**GIVEN TASK:**
Repeat word for word the lines below, starting with the line that contains "on the wooden" and going through the last line.

Extracted data entries:
>>>>>

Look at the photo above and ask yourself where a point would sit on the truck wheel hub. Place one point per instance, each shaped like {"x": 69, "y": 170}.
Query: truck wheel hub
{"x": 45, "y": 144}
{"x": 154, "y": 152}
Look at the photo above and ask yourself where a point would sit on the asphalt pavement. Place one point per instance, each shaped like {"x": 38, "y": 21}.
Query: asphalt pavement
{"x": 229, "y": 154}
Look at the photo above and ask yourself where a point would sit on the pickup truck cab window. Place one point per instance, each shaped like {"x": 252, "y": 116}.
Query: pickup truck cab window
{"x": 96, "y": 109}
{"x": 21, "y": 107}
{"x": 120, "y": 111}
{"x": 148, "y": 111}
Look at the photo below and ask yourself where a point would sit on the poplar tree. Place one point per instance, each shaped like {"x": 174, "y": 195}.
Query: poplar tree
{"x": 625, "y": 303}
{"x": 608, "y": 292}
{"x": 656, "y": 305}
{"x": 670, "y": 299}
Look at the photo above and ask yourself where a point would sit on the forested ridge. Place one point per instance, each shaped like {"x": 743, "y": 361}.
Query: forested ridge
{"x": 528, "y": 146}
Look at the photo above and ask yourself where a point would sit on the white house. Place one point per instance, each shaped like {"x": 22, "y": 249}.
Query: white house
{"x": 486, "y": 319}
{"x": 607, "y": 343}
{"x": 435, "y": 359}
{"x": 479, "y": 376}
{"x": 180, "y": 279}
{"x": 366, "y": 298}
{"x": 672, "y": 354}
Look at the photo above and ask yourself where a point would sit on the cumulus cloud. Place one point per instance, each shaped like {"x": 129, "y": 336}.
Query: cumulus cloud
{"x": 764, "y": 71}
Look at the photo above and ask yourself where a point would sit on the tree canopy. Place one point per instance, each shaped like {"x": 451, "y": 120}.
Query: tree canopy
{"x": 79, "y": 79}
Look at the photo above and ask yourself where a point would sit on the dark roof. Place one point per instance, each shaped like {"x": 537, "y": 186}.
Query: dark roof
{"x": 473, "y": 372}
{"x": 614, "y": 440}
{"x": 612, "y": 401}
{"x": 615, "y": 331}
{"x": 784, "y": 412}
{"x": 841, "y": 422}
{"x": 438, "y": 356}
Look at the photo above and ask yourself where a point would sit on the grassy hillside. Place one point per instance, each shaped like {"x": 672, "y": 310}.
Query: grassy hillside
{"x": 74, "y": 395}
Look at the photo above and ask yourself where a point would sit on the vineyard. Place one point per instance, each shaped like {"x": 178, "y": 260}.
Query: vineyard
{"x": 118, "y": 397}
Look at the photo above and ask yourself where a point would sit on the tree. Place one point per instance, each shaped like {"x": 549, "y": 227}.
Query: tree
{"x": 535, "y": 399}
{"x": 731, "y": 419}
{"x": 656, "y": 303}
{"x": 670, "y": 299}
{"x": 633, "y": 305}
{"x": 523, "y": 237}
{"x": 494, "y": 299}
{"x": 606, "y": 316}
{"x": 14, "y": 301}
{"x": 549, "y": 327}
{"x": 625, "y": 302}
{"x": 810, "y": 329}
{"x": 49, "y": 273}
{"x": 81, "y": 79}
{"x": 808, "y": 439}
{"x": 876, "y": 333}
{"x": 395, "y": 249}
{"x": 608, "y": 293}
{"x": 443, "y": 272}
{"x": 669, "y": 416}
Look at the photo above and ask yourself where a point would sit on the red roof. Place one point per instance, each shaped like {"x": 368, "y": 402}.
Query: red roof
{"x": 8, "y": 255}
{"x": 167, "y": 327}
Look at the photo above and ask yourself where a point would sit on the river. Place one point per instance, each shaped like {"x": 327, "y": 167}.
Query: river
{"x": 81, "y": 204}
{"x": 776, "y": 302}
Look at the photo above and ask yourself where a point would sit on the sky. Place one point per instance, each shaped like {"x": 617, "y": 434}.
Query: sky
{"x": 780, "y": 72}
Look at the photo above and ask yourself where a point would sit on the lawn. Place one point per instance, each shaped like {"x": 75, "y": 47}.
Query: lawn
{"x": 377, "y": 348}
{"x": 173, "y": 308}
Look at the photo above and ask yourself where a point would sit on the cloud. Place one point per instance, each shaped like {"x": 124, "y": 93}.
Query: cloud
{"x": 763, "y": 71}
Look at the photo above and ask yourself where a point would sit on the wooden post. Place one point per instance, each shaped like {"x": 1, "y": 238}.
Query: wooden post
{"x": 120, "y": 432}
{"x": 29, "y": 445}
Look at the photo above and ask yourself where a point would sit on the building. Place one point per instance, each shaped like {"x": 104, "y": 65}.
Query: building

<<<<<

**SOLVED PROBLEM:**
Look at the photo above and ask yourself where a point would sit on the wooden post. Place one point per instance, each shaped like {"x": 1, "y": 238}.
Query: wooden post
{"x": 120, "y": 432}
{"x": 29, "y": 445}
Look at the photo above and ask yourself where a point would sit on the building. Place one point per instance, each shaped like {"x": 104, "y": 65}.
Query: building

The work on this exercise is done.